** Opening Record excerpts block **

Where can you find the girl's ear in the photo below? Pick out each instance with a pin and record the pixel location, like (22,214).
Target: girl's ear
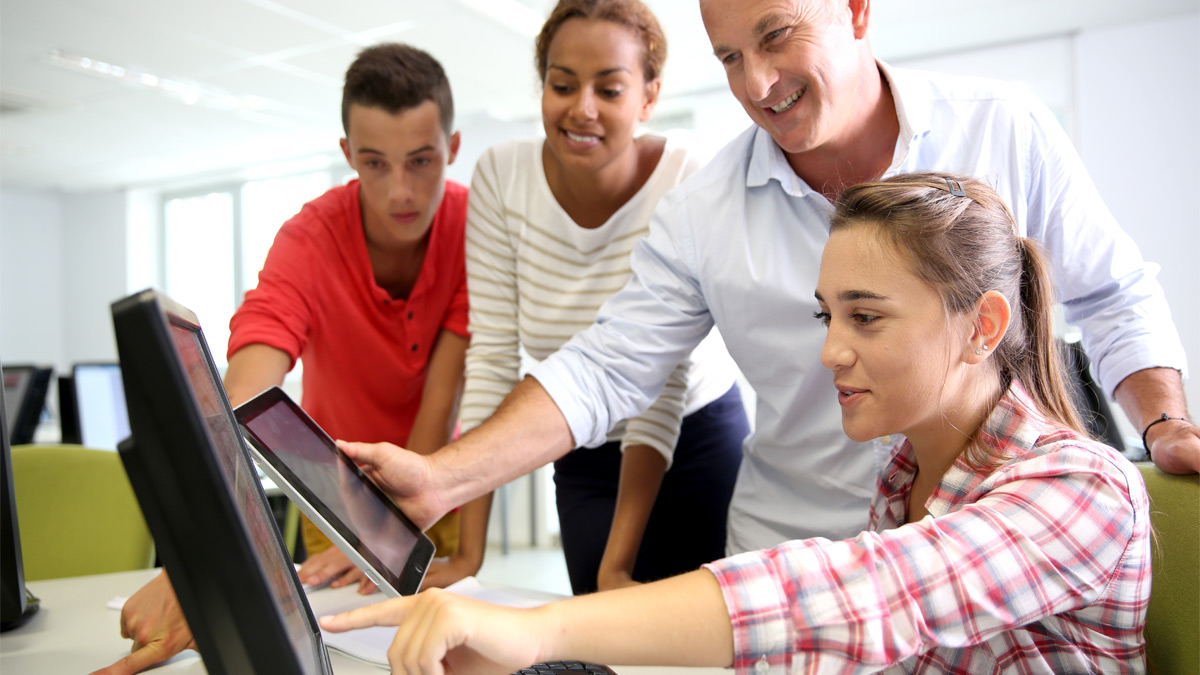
(993,317)
(652,97)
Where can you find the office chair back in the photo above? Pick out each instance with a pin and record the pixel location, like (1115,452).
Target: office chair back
(1173,621)
(77,513)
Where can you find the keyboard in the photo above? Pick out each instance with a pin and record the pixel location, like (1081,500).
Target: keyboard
(565,668)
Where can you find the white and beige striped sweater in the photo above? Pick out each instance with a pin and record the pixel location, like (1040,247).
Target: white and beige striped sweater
(535,279)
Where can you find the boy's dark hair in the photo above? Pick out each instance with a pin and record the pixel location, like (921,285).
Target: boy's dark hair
(396,77)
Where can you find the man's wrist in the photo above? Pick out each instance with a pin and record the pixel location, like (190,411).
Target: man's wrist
(1157,426)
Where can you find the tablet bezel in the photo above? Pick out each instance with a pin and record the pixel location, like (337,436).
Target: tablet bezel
(408,581)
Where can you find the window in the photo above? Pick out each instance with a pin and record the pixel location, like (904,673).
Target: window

** Closing Record excerpts block **

◆ Prompt
Your copy should match the entries exactly, minus the pictures.

◆ Expected answer
Where can you find the girl's ear in the photo below? Pick out each instance with a pin and record the pixel location, like (22,214).
Target: girl's ear
(993,317)
(652,97)
Where can you find the office chair back in the photo above? Pick out each instance with a pin and record the pixel location, like (1115,452).
Target: office chair back
(1173,621)
(77,513)
Where can you find the keyboard in the photo above? Pick out each instance with a pin and record the pixel location, like (1081,500).
Target: keyboard
(565,668)
Where can you find the white and beige striped sweater in the photo above? Pick out each instance with a pin and record the pixel location, like (1040,247).
Target: white and beige striped sweater
(535,279)
Where can you find the boy's dark hair in the photo above? Pick out each instance with a pin and record the pixel location, like (921,285).
Target: boy's dark hair
(396,77)
Where can you find the man's wrist in the photo above? Pick out each instance with a pin and record the pixel location, like (190,411).
Target: man's wrist
(1157,426)
Where can you find the tablet bezel in the photo above? Pick out each instance with a pin and record the pixel location, like (337,436).
Target: tablet bezel
(408,581)
Where can you find the window in the photo above? Pick out each instance with a pin and record the pixel location, like (904,673).
Target: window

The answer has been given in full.